## Exercise description
Extract every row below that contains the word "foliage", copying each one unchanged.

## Data provided
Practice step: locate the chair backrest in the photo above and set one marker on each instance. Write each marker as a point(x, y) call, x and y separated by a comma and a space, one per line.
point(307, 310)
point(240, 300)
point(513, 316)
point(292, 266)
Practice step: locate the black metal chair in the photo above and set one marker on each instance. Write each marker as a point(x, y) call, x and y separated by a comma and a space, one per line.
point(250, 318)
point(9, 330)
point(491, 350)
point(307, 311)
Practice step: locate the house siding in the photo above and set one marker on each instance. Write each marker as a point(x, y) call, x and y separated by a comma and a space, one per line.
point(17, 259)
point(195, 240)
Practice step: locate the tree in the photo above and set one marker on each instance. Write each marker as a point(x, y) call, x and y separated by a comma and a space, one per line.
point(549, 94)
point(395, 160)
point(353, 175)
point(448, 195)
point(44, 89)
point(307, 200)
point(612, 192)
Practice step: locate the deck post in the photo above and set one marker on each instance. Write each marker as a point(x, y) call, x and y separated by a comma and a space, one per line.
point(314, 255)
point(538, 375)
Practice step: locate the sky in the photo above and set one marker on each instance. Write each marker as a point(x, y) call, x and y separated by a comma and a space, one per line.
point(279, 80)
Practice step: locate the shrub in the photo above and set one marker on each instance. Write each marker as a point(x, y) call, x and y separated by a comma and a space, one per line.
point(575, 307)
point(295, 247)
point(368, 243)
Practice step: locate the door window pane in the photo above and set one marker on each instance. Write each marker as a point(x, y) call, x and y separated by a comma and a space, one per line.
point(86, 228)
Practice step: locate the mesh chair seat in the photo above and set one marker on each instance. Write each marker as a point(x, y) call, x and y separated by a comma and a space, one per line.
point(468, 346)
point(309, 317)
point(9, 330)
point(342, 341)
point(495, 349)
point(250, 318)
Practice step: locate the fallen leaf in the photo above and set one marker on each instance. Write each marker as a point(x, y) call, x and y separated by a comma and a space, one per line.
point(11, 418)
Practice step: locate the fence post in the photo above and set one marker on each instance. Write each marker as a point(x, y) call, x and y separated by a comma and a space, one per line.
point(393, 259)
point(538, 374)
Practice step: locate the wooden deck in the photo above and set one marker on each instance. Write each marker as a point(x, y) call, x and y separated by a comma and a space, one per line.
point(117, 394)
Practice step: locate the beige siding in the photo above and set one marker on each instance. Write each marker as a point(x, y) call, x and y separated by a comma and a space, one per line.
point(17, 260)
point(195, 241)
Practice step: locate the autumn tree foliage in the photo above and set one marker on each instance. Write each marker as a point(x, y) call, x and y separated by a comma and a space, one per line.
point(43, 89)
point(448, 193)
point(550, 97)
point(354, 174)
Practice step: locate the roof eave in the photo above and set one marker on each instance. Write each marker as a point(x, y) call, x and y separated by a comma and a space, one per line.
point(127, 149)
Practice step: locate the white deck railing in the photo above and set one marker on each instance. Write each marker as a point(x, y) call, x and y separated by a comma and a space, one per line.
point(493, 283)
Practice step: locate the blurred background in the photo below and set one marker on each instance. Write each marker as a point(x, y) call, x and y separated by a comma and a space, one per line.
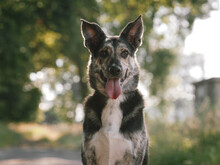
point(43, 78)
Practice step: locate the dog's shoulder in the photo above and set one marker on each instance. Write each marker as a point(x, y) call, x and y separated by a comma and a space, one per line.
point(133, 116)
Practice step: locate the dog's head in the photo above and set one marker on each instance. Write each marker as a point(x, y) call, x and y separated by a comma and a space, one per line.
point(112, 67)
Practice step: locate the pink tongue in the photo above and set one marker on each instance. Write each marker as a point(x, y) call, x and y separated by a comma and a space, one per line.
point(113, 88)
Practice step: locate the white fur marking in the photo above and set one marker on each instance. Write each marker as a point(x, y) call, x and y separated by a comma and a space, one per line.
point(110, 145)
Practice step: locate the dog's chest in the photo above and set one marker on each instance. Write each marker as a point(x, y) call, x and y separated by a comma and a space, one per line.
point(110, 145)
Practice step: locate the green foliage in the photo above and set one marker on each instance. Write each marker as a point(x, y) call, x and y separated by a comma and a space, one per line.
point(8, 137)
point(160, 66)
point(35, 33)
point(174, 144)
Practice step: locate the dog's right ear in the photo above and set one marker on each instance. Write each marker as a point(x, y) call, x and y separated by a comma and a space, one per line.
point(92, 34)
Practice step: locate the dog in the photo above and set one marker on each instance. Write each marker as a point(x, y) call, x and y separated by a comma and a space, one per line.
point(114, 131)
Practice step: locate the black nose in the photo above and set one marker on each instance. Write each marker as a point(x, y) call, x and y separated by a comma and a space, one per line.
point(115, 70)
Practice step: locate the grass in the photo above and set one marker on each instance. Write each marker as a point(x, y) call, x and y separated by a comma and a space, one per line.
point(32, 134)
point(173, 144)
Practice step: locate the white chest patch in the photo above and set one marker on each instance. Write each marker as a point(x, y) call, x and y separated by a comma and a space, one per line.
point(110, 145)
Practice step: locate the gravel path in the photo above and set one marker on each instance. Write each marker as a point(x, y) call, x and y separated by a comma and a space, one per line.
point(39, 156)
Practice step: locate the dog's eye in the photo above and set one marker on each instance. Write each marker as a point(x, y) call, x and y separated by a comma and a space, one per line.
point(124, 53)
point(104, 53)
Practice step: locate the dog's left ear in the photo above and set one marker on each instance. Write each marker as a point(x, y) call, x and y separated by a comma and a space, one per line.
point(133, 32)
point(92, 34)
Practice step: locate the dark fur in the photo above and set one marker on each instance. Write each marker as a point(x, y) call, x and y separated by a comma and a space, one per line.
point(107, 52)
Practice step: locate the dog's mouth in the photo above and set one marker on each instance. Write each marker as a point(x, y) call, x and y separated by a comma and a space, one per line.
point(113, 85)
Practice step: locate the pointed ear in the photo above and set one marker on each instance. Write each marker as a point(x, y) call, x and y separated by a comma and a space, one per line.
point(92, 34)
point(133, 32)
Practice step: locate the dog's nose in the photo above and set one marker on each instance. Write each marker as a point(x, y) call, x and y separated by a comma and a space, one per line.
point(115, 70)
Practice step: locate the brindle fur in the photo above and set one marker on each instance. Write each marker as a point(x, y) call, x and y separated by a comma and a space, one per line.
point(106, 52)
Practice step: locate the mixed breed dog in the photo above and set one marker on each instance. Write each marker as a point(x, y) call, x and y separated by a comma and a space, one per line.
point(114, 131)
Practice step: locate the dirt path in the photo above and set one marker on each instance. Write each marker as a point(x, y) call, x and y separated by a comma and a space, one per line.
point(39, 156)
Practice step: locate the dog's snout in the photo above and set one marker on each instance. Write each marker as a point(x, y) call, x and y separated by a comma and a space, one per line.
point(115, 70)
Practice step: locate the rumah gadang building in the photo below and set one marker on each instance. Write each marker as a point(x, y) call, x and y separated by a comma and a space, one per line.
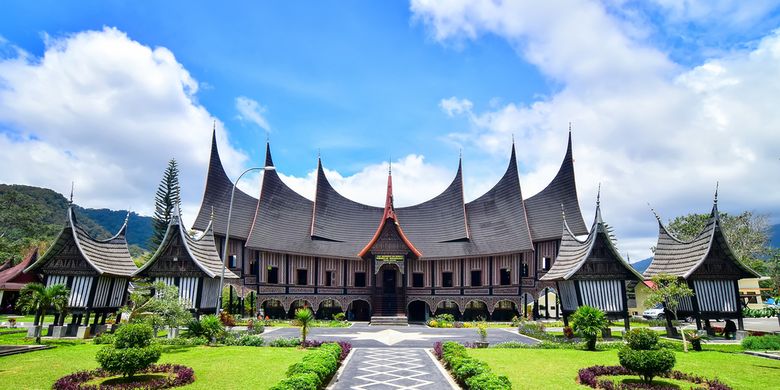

---

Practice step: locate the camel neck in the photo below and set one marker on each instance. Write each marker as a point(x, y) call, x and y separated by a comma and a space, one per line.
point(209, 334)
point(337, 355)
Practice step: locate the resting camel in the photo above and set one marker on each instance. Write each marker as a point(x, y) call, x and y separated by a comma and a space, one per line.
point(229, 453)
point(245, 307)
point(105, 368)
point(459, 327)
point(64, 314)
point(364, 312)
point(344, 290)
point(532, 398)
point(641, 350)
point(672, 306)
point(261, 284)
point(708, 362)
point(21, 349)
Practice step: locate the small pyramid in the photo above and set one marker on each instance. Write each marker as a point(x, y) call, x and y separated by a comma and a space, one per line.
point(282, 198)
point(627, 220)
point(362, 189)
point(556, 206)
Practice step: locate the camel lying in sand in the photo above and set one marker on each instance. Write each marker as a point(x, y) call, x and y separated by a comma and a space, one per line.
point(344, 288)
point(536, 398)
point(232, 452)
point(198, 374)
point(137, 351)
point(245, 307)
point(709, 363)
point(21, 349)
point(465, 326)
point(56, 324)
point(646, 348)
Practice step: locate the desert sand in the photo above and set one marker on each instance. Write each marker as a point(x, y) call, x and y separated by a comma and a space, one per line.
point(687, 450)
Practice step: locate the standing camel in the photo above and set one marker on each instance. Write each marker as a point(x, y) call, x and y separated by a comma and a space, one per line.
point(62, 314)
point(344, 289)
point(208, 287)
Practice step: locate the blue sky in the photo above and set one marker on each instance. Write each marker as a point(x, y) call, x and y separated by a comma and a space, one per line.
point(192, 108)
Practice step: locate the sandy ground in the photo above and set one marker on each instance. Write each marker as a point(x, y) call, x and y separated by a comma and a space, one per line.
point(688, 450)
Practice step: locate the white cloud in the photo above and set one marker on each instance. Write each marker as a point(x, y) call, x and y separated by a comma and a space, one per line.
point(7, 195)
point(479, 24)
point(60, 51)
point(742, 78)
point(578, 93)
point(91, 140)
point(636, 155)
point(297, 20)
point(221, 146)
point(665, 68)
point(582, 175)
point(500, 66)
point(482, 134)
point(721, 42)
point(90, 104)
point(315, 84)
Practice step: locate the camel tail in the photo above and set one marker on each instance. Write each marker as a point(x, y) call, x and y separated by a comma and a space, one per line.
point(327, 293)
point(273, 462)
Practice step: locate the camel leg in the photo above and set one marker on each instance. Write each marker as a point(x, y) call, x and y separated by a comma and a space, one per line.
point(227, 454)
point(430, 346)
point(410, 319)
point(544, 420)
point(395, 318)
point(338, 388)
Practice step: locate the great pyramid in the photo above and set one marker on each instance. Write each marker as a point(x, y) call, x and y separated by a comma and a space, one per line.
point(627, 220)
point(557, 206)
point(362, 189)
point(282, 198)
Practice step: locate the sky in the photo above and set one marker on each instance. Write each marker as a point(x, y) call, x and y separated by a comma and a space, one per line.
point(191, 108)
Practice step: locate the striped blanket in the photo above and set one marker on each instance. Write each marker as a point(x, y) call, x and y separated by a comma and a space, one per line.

## Complete answer
Practice step: locate the autumn tree foliage in the photo above and set one marker on each instance. Write each marker as a point(x, y) call, x and y separated by a comma and a space, one per line.
Practice step: locate the green foliage in the photo above and set one marker on each instance. Write each marker as a point(x, y) call, x and y separated by a comma and a space, one per line.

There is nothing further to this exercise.